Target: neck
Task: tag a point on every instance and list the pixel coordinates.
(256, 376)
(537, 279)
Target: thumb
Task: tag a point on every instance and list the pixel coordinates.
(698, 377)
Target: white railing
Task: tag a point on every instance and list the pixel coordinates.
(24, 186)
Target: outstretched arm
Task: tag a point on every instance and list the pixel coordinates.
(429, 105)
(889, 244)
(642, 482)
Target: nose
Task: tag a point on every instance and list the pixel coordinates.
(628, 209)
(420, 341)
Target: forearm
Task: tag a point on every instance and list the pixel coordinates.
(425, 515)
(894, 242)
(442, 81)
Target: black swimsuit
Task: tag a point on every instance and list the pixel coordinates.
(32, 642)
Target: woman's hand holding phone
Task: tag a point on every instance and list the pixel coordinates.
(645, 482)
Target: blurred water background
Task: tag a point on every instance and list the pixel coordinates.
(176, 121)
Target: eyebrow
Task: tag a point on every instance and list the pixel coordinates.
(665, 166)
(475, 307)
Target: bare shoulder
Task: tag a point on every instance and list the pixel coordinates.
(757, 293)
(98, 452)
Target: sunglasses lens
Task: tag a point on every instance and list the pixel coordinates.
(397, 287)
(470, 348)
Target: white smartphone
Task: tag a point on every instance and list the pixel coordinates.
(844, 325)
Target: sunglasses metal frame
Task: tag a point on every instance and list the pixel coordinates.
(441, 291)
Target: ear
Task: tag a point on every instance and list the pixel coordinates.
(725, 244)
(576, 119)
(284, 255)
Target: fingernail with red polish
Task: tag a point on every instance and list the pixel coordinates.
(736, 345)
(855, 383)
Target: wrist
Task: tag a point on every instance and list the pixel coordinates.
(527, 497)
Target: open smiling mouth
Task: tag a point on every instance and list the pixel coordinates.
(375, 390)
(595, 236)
+ + + + +
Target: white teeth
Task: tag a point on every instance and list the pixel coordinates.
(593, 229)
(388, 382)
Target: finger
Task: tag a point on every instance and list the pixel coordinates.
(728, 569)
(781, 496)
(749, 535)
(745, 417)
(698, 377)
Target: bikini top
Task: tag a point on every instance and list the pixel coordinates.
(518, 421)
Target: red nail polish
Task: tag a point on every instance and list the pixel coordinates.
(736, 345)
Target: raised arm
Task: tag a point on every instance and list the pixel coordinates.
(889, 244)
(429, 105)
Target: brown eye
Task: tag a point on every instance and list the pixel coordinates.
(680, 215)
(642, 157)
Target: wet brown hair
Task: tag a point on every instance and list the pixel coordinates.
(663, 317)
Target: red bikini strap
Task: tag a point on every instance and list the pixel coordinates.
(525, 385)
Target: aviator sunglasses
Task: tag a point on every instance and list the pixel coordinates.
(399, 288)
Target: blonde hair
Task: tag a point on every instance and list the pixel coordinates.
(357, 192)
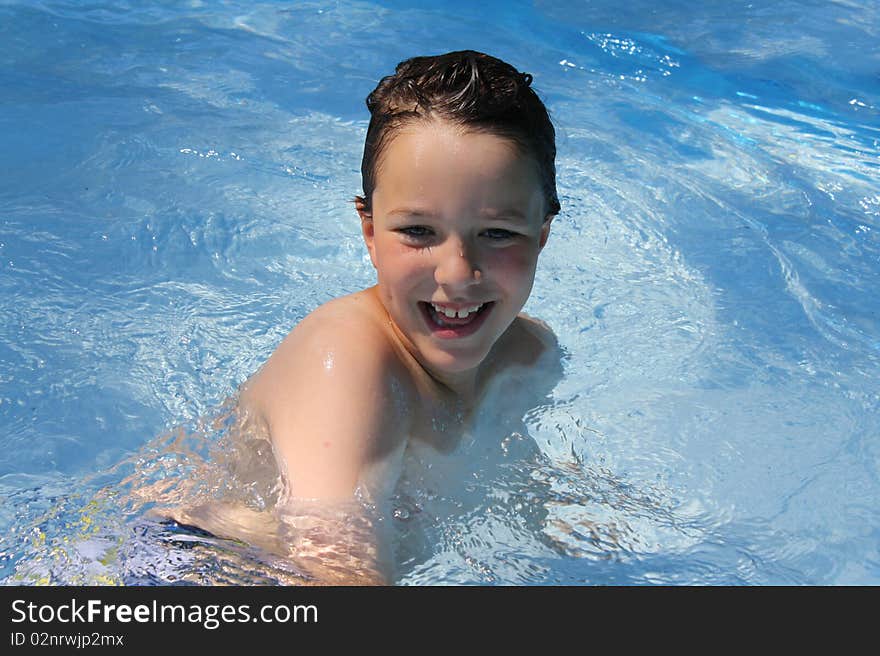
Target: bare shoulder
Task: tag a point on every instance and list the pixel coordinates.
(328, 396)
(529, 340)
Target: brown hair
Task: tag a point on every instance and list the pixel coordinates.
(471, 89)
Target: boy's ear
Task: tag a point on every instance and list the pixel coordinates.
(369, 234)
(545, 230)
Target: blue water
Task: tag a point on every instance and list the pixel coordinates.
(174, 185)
+ + + + +
Task to carry out: Find every line in the entries above that contains the word "brown", and copy each one.

Answer for this exercise:
Target: brown eye
Target: wet brown hair
Target: brown hair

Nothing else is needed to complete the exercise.